◆ **Information**

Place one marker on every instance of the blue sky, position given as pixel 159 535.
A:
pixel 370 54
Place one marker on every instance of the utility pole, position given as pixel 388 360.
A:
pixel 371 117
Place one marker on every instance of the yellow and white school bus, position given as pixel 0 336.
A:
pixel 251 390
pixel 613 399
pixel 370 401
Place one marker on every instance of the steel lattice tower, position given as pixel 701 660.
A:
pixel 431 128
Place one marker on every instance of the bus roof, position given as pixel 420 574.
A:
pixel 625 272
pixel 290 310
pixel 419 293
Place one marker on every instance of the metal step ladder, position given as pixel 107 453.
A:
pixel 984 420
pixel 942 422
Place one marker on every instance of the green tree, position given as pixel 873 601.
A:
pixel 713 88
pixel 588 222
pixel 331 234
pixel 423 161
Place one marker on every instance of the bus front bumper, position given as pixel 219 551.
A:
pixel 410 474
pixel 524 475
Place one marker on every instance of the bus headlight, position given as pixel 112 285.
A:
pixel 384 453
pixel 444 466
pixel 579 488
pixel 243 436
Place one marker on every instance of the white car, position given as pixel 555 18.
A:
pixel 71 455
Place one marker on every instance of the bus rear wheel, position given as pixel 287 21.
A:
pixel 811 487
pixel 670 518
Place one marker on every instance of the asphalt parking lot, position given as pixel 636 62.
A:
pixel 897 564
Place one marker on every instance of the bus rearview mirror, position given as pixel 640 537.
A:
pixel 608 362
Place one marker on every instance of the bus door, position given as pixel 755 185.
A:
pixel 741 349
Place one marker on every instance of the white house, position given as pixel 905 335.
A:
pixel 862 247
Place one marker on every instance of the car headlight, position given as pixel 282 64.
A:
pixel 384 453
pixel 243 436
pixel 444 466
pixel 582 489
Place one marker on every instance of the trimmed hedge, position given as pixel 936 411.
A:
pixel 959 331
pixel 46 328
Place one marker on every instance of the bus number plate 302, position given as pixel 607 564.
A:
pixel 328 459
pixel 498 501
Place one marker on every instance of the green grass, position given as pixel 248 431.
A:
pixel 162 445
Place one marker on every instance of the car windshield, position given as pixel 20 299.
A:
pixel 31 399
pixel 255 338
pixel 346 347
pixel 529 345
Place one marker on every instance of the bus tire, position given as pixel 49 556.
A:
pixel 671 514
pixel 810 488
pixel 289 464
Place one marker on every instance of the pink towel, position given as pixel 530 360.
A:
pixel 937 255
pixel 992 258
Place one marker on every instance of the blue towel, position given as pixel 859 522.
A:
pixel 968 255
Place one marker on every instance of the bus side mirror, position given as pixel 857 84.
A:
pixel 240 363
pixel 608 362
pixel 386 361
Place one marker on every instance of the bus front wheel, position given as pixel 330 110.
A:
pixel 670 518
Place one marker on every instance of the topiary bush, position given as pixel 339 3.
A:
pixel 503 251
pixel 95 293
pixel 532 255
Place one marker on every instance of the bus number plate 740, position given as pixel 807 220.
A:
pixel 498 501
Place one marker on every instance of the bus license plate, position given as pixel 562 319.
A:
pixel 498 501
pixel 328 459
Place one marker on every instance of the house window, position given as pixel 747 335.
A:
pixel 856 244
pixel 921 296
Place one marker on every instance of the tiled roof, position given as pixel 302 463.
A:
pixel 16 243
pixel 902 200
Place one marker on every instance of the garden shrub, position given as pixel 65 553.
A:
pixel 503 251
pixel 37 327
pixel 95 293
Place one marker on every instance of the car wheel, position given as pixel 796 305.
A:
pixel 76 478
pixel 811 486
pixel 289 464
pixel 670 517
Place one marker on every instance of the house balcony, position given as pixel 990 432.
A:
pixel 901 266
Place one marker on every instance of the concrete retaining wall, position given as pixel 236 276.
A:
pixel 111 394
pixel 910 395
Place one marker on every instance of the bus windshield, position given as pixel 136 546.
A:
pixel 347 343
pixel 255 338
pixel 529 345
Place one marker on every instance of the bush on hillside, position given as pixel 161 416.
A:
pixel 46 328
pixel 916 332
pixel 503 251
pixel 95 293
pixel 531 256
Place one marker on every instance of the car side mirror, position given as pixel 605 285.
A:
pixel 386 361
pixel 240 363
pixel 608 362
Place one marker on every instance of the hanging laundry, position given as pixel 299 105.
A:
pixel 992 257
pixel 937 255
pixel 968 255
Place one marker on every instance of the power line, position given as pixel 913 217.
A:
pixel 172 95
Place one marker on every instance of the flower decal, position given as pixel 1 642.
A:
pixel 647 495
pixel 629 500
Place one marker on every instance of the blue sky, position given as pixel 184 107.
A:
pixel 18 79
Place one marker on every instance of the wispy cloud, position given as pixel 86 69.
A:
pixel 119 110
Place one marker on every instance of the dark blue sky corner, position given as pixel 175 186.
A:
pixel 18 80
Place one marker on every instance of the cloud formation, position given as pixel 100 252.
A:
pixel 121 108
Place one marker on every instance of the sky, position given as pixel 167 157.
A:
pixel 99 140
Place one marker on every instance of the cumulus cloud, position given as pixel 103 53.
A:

◆ **Exercise**
Only lines with the word "green" belong in the answer; copy each of them from the material above.

◆ **Output below**
Place one marker on every instance of the green tree, position given as pixel 873 601.
Place one marker on every instance of the green grass, position given as pixel 248 431.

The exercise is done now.